If the world hates you, be sure that it hated me before it learned to hate you. If you belonged to the world, the world would know you for its own and love you; it is because you do not belong to the world, because I have singled you out from the midst of the world, that the world hates you. Do not forget what I said to you, “No servant can be greater than his master.” They will persecute you just as they have persecuted me; they will pay the same attention to your words as to mine [in other words, none]. And they will treat you thus because you bear my name… (John 15:18-21 Knox).

     Let us promise our Lord today that, no matter how much we may be asked to endure for being faithful to Him, we will bear it patiently and without complaining, certain in the hope that the final victory will always be His … and ours.

* In the extraordinary form of the Roman Rite, from Easter Saturday until the end of Paschaltide, the Gradual Psalm is omitted.
##############################
What to work on
Please answer these questions from the passage shown above:
(a) According to the quoted saying, what can no servant be greater than?
(b) In the promise to our Lord, how does it say we will bear what we are asked to endure?
(c) In the extraordinary form of the Roman Rite, during what period is the Gradual Psalm omitted?

Material provided
##############################
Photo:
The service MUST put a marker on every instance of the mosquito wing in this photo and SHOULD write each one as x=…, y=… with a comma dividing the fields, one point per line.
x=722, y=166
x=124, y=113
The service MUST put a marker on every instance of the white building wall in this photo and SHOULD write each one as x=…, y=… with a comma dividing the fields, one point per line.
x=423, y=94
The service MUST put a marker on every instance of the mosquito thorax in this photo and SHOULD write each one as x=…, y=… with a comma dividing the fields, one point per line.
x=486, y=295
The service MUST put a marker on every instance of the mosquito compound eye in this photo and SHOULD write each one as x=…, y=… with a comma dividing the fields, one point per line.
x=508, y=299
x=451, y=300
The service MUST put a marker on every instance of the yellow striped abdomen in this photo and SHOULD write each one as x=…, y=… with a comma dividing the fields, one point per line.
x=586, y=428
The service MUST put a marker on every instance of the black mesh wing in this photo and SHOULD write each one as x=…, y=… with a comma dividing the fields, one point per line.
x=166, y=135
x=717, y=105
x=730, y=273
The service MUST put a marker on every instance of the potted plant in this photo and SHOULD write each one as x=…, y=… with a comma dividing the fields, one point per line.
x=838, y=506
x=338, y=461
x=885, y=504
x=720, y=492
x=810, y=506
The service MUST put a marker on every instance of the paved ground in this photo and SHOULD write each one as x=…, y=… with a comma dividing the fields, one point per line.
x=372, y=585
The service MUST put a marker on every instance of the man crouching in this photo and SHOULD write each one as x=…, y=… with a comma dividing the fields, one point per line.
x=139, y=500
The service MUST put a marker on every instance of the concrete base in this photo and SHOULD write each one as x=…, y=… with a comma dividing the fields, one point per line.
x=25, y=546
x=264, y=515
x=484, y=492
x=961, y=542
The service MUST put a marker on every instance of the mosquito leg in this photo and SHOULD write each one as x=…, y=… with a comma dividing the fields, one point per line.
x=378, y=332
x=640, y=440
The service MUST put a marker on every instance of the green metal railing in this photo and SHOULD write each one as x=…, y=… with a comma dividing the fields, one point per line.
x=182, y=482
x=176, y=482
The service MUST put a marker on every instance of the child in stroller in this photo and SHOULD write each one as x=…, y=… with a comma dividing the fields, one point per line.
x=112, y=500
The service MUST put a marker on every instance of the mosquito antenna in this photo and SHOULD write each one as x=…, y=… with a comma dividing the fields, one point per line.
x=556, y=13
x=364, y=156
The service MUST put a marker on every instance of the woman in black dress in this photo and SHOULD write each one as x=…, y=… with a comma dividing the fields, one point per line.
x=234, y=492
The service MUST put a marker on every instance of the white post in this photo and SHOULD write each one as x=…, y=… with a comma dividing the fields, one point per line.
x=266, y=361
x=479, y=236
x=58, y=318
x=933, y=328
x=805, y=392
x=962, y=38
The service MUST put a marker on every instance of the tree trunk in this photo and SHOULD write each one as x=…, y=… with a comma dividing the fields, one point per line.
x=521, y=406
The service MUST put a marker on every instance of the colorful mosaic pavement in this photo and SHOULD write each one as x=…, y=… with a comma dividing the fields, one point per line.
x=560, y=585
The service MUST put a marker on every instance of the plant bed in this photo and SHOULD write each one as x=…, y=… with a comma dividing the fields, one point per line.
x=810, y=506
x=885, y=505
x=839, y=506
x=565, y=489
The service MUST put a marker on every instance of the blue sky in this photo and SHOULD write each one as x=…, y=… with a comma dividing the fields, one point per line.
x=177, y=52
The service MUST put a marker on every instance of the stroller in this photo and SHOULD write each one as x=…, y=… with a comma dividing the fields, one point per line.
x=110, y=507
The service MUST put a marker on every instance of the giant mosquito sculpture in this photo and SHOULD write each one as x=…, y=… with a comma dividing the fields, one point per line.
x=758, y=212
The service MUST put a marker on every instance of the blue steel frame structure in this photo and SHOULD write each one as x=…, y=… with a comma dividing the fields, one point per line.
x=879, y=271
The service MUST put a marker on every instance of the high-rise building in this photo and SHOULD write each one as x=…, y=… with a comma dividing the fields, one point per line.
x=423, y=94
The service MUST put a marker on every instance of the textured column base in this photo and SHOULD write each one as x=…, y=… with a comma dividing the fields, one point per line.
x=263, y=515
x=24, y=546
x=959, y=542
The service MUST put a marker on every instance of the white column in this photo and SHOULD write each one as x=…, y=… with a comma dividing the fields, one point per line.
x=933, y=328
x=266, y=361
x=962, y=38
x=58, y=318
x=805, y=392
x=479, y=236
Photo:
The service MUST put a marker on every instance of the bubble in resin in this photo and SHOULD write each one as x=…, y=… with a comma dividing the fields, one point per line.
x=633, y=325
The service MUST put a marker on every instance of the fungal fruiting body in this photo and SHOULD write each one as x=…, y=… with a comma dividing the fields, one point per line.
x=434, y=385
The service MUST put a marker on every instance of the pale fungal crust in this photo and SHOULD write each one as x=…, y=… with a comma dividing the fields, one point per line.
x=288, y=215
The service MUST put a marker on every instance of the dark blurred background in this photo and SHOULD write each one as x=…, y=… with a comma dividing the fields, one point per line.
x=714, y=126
##############################
Result for this task
(a) His master.
(b) Patiently and without complaining.
(c) From Easter Saturday until the end of Paschaltide.